### ARTICLE
___
Review: Edith

You may recognise the name Christian Cooke for his appearances in the series The Art of More, Witches of East End or Magic City, or films such as Hello Carter, Love, Rosie or Cemetery Junction; but this time he steps behind the camera and takes a seat in the directors chair. Written by novelist Ray Robinson (Electricity) and starring Peter Mullan, Michelle Fairley, Elliott Tittensor, Robyn Malcolm, Sai Bennett, Alex Jordan and Catherine McDonough. A story of bereavement and how to make peace with the past.

The film opens with a stark contrast, moving from the comfortable, warm environment of the local pub to the striking visuals of open land, littered with snow accompanied by a sharp score. The first example of the great work done in this short film by cinematographer Si Bell (Fortitude, Ripper Street, Electricity), taking full advantage of a beautiful landscape to add a slight intense yet stunning edge to the film. Adding to that is great directorial work from Cooke, immediately adding a sense of psychological turmoil as well as making an instant emotional connection with the audience; the speed of which is impressive and showcases some brilliant choices of direction. Helped in no small part by the forever dependable Peter Mullan, who has a spectacular talent for creating a balance of vulnerability and anger or aggression, which manages to hold your sympathy extremely well.
___
### CHALLENGES
A) In the review of the film Edith, who wrote the film?
B) Reproduce the Edith review word for word, starting at "The film opens" and ending at "sympathy extremely well.".
C) Carry the review of the short film Edith forward from its last sentence.

### DATA SECTION
___
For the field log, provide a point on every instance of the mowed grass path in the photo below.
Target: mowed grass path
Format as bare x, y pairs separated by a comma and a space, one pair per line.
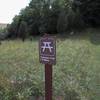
77, 68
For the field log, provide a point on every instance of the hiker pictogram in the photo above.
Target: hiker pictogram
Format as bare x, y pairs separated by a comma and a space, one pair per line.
46, 45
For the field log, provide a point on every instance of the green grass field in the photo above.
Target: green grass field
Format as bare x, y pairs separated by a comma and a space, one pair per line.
76, 74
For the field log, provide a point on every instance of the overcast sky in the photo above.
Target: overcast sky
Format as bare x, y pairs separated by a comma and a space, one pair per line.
9, 8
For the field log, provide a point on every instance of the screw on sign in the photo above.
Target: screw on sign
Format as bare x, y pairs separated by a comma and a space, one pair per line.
47, 56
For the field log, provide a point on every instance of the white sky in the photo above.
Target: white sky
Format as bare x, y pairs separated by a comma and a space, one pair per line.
9, 8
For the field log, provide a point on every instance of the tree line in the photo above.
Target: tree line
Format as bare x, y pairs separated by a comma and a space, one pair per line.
54, 16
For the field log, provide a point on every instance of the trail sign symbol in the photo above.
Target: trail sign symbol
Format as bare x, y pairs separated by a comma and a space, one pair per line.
47, 46
47, 50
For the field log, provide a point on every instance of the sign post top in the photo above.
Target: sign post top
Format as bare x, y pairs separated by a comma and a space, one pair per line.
47, 50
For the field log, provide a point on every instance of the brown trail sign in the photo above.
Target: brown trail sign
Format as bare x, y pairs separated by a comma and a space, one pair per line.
47, 46
47, 56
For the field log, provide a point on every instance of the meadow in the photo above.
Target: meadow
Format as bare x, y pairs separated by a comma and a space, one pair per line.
76, 75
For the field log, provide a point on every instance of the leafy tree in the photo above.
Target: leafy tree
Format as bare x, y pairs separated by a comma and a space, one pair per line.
89, 9
22, 32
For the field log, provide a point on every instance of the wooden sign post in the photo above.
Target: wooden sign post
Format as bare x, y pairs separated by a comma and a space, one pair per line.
47, 56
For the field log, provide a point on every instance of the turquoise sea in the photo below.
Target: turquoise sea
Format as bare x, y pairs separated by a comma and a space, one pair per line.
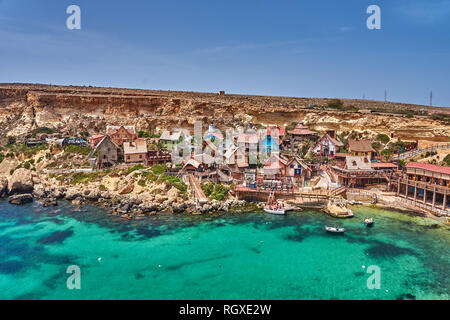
___
### TASK-BY-TASK ANSWERS
A) The novelist Ray Robinson wrote it.

B)
The film opens with a stark contrast, moving from the comfortable, warm environment of the local pub to the striking visuals of open land, littered with snow accompanied by a sharp score. The first example of the great work done in this short film by cinematographer Si Bell (Fortitude, Ripper Street, Electricity), taking full advantage of a beautiful landscape to add a slight intense yet stunning edge to the film. Adding to that is great directorial work from Cooke, immediately adding a sense of psychological turmoil as well as making an instant emotional connection with the audience; the speed of which is impressive and showcases some brilliant choices of direction. Helped in no small part by the forever dependable Peter Mullan, who has a spectacular talent for creating a balance of vulnerability and anger or aggression, which manages to hold your sympathy extremely well.

C)
Mullan strongly leads this heart-breaking story, one that requires a minimal and yet extremely well written script that manages to purvey emotion without having to fill the time with heavy or unnecessary dialogue. It’s a powerful story, with a poignant message the weight of which falls into Mullan’s extremely capable hands, as he continually puts himself through the pain of his loss, with no end in sight. Michelle Fairley in contrast adds a comforting, caring presence while still portraying a character that may indeed have her own issues but simply tries to help someone in need, however reluctant they may be.

Edith is a meaningful, dramatic and yet understated story, it’s strength permeates the entire film: direction, editing, cinematography and of course, acting. There’s a lot of emotion to fit in to a mere 14 minutes but it’s done with a grace and style that’s quite impressive. This is a fantastic short and don’t fret that it’s all doom and gloom, there’s a positive message to be found amongst the sadness.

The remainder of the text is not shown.